# Extract provided

Tribune/Nathan Orme - Evan Harris and Megan Smith play the roles of Troy and Gabriella, two students at East High School who fall in love after singing karaoke together.
slideshow
RENO — The smash Disney franchise “High School Musical” might not be about education per se, but it is being used here to do quite a bit of teaching.

The production by collegiate theater and dance students recently ended a run of free performances for local school children and this weekend will perform four shows for general audiences.

“That’s one of the main reasons to do it,” said Megan Smith, a student at UNR and TMCC, about bringing in local youngsters to see the show. “Arts are so important. This is a way to introduce them to it.”

Smith, a talented 24-year-old actress and singer, plays the role of Gabriella, the new girl at East High School. The plot of “High School Musical” is a simple tale of adolescent love and social conflict that was made into a mega-hit movie with catchy songs and attractive stars. Vanessa Hudgens played Gabriella in the 2006 original, which also starred the dreamy Zach Efron as Troy Bolton, captain of the basketball team at East High, who falls for Gabriella despite their different social circles.

The role of Troy is being played by 21-year-old TMCC/UNR student Evan Harris. He said local productions such as this can get the whole community involved for everyone’s benefit.

“The arts are so closed off (to young students) nowadays,” he said.

Paul Aberasturi, chair of TMCC’s Visual and Performing Arts Department and the musical’s director, said the free performance is many students’ first experience seeing live theater. Some teachers will then go back to the classroom and incorporate the arts into a lesson plan, he said.

“Teachers really use this as something to help kids grow,” Aberasturi said. “We hope it inspires some of the students to a lifelong love of the arts and maybe some of them will work toward a career in movies or television.”

# Dataset
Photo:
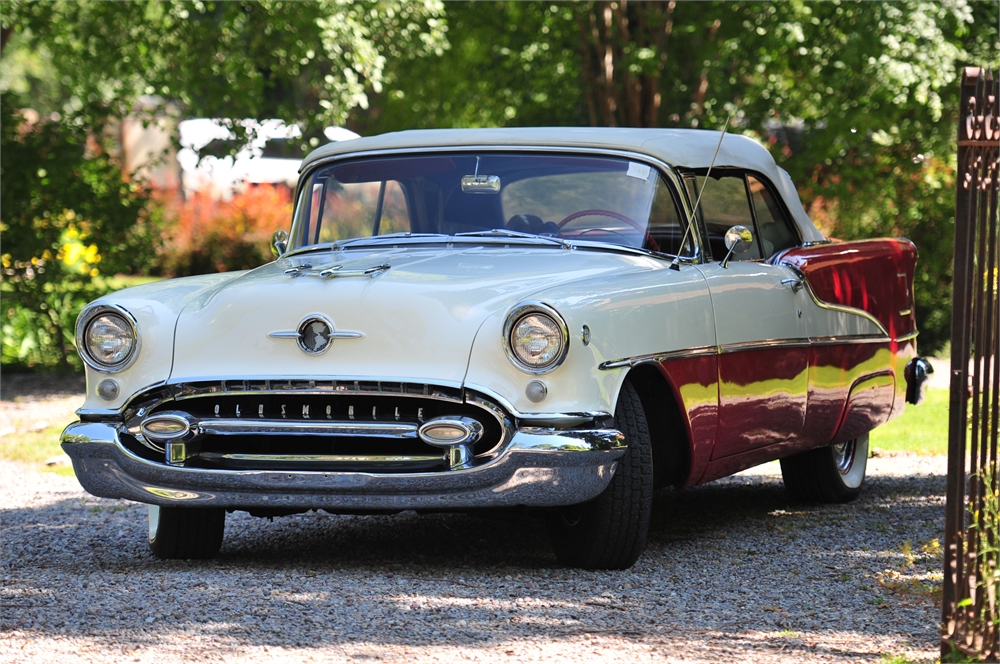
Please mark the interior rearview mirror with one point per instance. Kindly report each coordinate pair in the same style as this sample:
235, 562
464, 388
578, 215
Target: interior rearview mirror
738, 241
279, 242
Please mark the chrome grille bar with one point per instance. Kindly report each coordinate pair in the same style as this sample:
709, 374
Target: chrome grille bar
322, 458
241, 427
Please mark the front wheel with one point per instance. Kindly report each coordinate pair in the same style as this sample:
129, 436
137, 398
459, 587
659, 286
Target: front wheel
832, 474
610, 531
186, 532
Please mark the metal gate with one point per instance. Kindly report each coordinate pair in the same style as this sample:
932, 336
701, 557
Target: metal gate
970, 610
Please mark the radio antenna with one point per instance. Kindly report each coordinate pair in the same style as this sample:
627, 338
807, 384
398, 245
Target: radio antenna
676, 264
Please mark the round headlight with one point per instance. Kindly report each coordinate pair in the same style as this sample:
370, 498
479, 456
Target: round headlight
108, 339
536, 338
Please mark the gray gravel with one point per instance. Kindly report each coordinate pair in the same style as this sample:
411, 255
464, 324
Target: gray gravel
733, 572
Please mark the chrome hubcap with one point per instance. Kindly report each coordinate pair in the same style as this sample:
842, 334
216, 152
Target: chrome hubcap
843, 456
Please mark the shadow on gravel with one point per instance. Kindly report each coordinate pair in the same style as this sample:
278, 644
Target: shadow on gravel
731, 566
34, 386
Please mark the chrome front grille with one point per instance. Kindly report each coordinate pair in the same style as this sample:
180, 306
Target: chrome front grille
364, 426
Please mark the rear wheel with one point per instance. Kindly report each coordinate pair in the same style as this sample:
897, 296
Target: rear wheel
610, 531
832, 474
186, 532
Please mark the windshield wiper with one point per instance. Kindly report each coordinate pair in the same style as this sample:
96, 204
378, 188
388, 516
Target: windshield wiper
377, 239
503, 232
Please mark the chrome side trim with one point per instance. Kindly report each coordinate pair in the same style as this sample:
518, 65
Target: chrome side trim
665, 169
560, 420
859, 339
658, 357
241, 427
833, 307
764, 344
743, 346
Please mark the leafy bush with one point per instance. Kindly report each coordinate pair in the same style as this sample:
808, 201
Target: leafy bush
205, 235
68, 215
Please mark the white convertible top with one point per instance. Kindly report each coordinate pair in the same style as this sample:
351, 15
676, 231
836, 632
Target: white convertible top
684, 148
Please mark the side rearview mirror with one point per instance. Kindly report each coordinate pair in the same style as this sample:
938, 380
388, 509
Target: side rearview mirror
279, 242
739, 239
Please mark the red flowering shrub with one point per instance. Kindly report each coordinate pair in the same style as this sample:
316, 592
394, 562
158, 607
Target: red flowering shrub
203, 235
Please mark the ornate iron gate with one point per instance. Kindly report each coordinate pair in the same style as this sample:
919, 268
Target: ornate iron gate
970, 609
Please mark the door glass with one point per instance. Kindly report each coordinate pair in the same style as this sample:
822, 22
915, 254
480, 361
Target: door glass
775, 232
725, 204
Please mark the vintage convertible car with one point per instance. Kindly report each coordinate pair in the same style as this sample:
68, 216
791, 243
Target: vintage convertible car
561, 319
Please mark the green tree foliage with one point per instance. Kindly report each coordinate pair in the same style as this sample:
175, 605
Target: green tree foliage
304, 62
855, 99
69, 217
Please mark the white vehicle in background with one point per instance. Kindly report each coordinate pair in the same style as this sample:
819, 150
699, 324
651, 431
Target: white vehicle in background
208, 164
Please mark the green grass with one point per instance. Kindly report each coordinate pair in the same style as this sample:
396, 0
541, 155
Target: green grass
920, 429
32, 447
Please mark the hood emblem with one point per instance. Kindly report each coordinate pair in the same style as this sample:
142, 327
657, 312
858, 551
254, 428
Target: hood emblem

# Exercise objective
Can you rewrite the article on the college production of "High School Musical," beginning at the words "The production by" and stopping after "different social circles.", with "general audiences" replaced by "the public"?

# Expected output
The production by collegiate theater and dance students recently ended a run of free performances for local school children and this weekend will perform four shows for the public.

“That’s one of the main reasons to do it,” said Megan Smith, a student at UNR and TMCC, about bringing in local youngsters to see the show. “Arts are so important. This is a way to introduce them to it.”

Smith, a talented 24-year-old actress and singer, plays the role of Gabriella, the new girl at East High School. The plot of “High School Musical” is a simple tale of adolescent love and social conflict that was made into a mega-hit movie with catchy songs and attractive stars. Vanessa Hudgens played Gabriella in the 2006 original, which also starred the dreamy Zach Efron as Troy Bolton, captain of the basketball team at East High, who falls for Gabriella despite their different social circles.